Look through the listing below and write out exactly the lines from the line with "Your task in" to the line with "box: [1174, 1420, 1264, 1502]", both included, and no others.

** SUPPLIED MATERIAL follows **

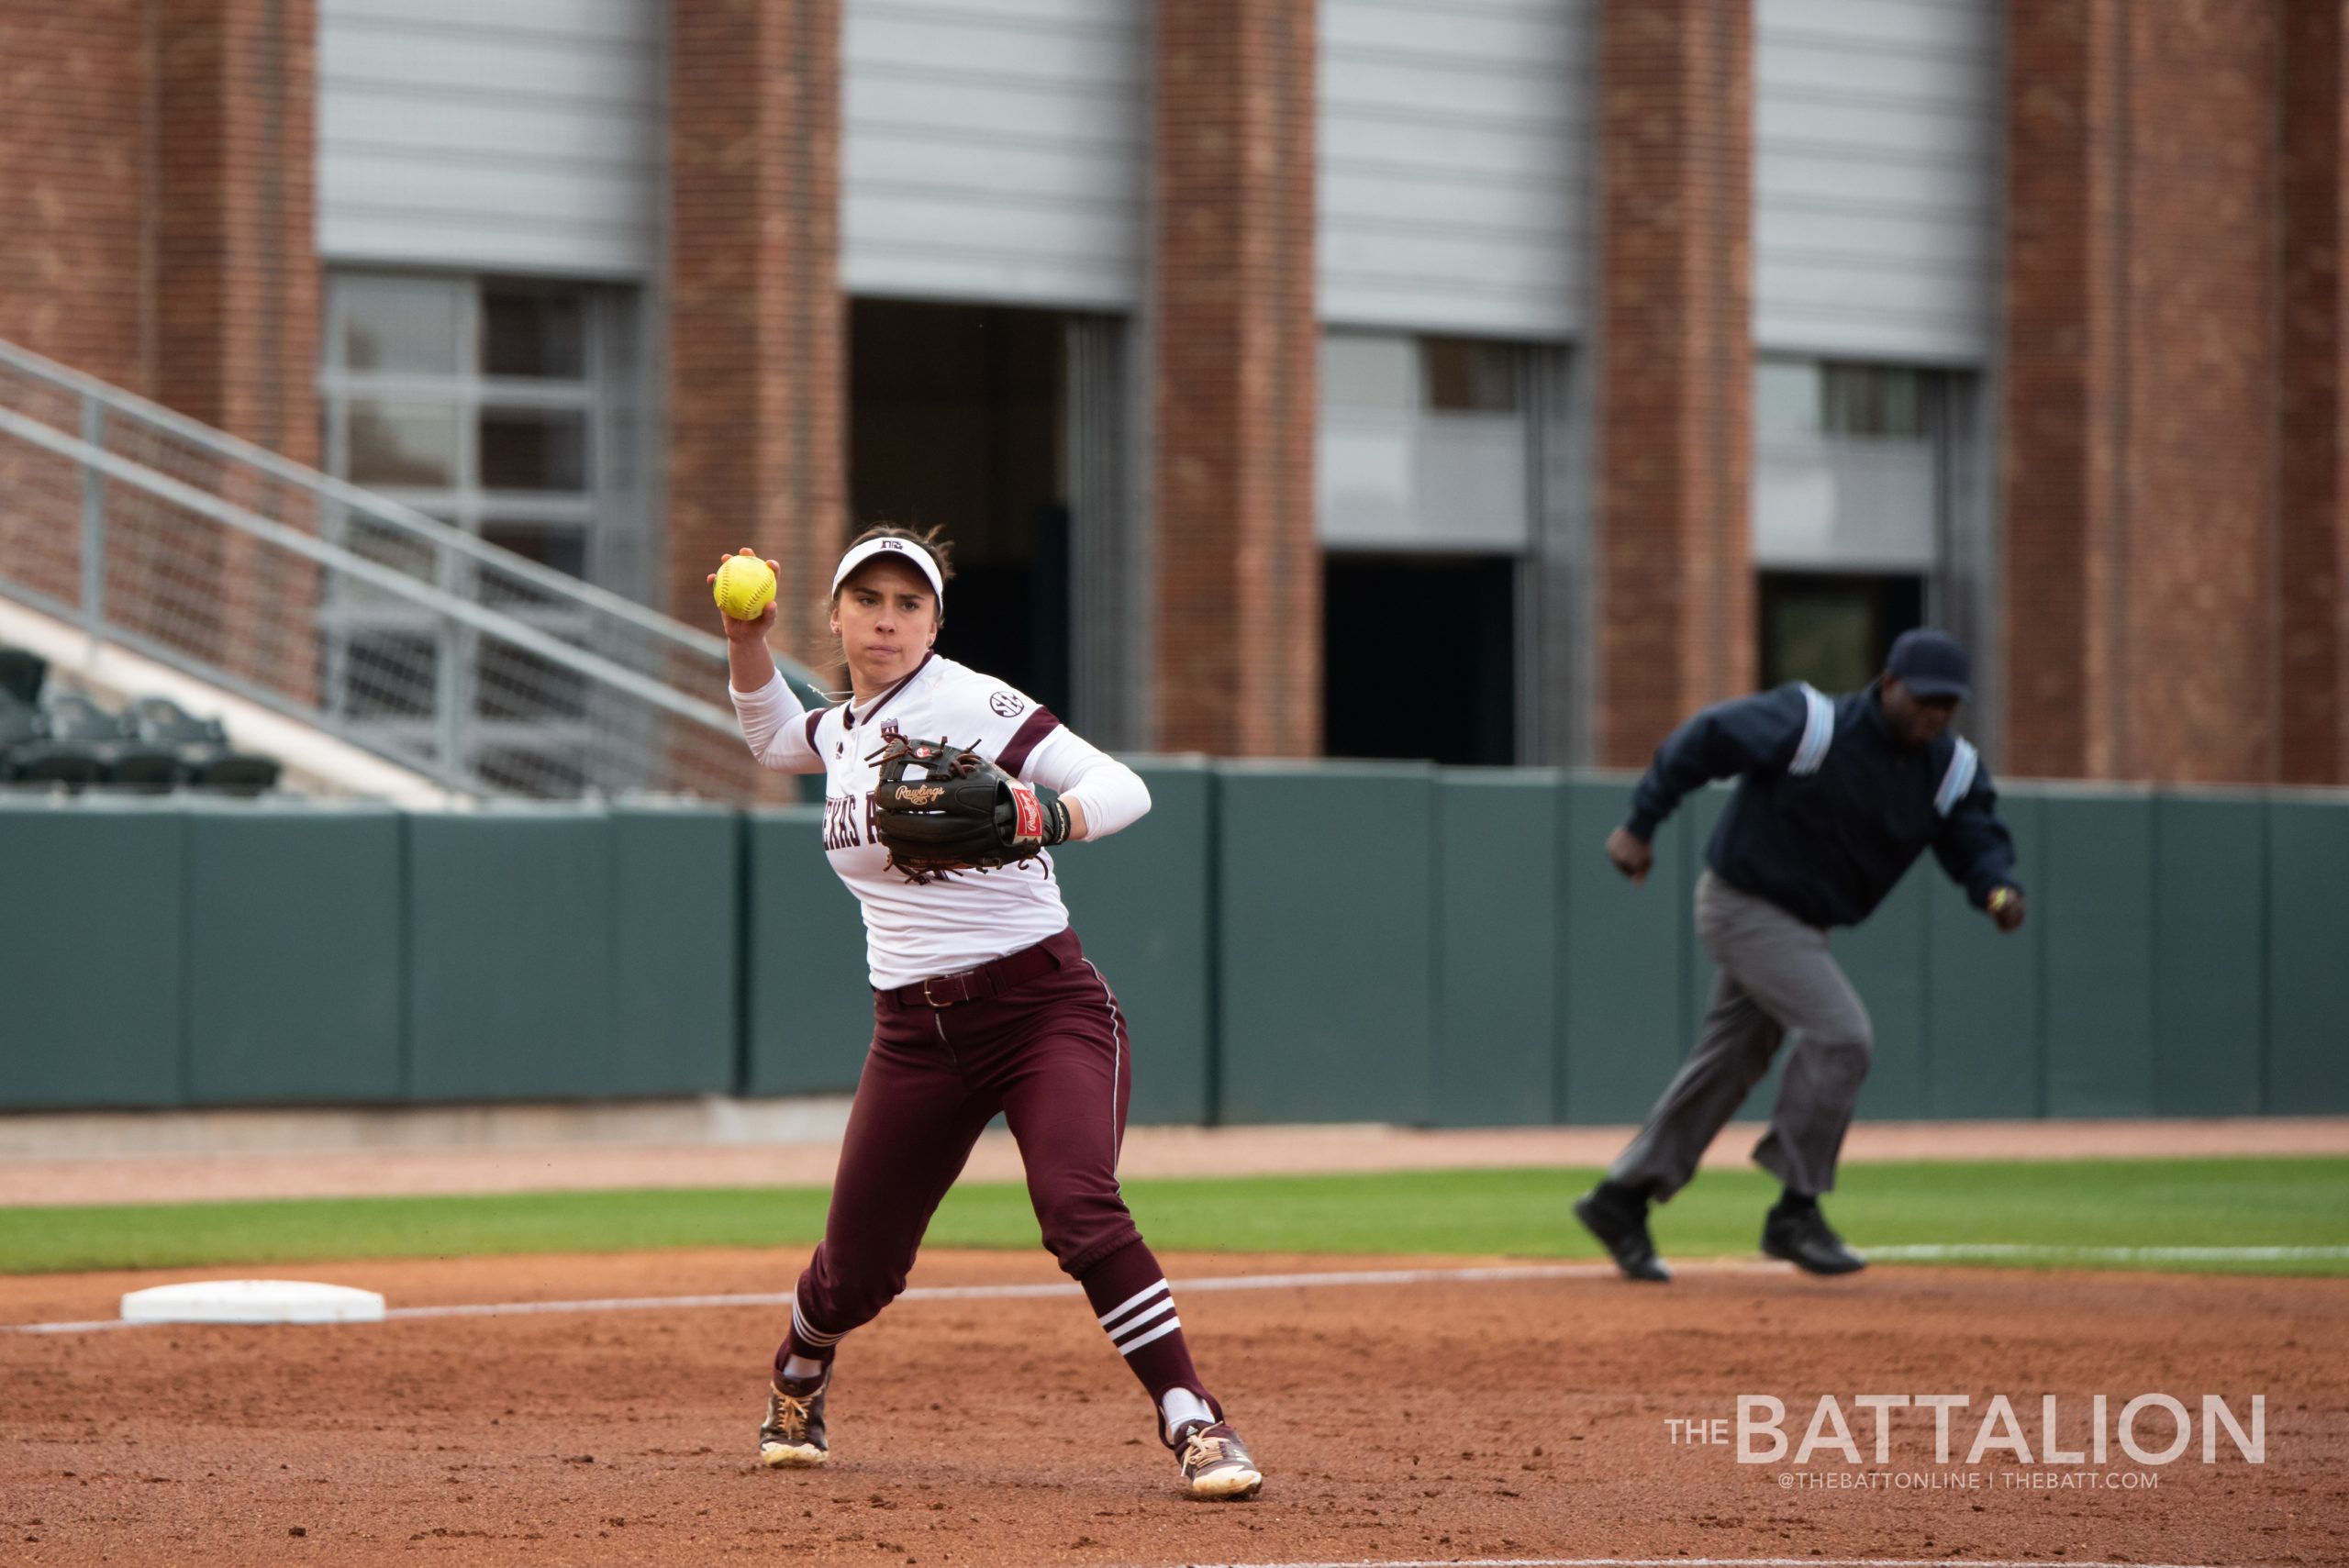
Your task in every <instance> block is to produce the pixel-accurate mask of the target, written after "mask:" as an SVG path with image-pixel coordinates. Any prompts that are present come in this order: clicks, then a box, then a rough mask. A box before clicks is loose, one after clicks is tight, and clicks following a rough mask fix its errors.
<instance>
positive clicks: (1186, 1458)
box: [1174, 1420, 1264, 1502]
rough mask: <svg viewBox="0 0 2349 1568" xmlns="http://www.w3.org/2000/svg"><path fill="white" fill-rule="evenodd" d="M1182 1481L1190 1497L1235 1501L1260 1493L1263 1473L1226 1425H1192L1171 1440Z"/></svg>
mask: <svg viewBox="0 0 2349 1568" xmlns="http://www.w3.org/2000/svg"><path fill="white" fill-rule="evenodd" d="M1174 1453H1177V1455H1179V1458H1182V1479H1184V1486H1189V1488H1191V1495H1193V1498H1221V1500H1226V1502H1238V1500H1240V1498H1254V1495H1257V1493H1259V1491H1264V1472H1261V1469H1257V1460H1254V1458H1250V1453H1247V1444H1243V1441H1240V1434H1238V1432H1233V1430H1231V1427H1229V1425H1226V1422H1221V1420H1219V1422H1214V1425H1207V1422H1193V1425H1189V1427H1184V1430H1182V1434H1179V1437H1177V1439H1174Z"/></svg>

** End of SUPPLIED MATERIAL **
** SUPPLIED MATERIAL follows **

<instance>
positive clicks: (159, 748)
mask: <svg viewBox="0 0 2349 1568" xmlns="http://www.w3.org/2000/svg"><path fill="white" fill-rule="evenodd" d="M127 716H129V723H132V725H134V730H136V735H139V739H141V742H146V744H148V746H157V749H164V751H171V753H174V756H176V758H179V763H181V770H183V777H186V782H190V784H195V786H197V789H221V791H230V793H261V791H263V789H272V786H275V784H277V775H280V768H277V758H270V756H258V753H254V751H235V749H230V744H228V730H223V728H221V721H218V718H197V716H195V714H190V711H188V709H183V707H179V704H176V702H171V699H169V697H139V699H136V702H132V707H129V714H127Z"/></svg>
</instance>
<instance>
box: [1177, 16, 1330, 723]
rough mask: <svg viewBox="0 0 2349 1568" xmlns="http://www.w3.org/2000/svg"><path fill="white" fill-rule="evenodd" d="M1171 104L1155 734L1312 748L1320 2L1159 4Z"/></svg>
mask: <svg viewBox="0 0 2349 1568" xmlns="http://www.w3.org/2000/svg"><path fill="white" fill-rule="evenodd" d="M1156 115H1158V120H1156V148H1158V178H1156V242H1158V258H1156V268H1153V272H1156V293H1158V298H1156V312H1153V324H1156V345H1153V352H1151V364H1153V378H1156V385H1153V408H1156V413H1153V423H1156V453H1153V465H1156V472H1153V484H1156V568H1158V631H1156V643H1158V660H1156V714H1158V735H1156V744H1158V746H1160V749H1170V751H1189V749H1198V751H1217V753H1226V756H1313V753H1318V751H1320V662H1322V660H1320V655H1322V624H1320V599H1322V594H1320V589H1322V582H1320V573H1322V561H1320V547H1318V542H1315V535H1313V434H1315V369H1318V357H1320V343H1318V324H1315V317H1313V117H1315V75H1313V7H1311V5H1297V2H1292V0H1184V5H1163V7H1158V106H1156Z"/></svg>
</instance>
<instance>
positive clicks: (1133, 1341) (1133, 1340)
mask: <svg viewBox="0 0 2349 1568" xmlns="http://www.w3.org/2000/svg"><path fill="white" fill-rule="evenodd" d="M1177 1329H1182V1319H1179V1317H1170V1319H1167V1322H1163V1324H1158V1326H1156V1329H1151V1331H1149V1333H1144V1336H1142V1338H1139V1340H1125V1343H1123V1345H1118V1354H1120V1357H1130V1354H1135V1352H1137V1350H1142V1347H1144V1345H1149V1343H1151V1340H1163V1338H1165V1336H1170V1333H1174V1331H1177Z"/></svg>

** End of SUPPLIED MATERIAL **

### FINAL ANSWER
Your task in every <instance> block is to produce the pixel-accurate mask of the target, written after "mask:" as an SVG path with image-pixel coordinates. Any prompts that are present come in this order: clicks, then a box, then a rough mask. A box before clicks is loose, one after clicks is tight, and clicks following a rough mask fix its errors.
<instance>
positive clicks: (1186, 1458)
box: [1174, 1420, 1264, 1502]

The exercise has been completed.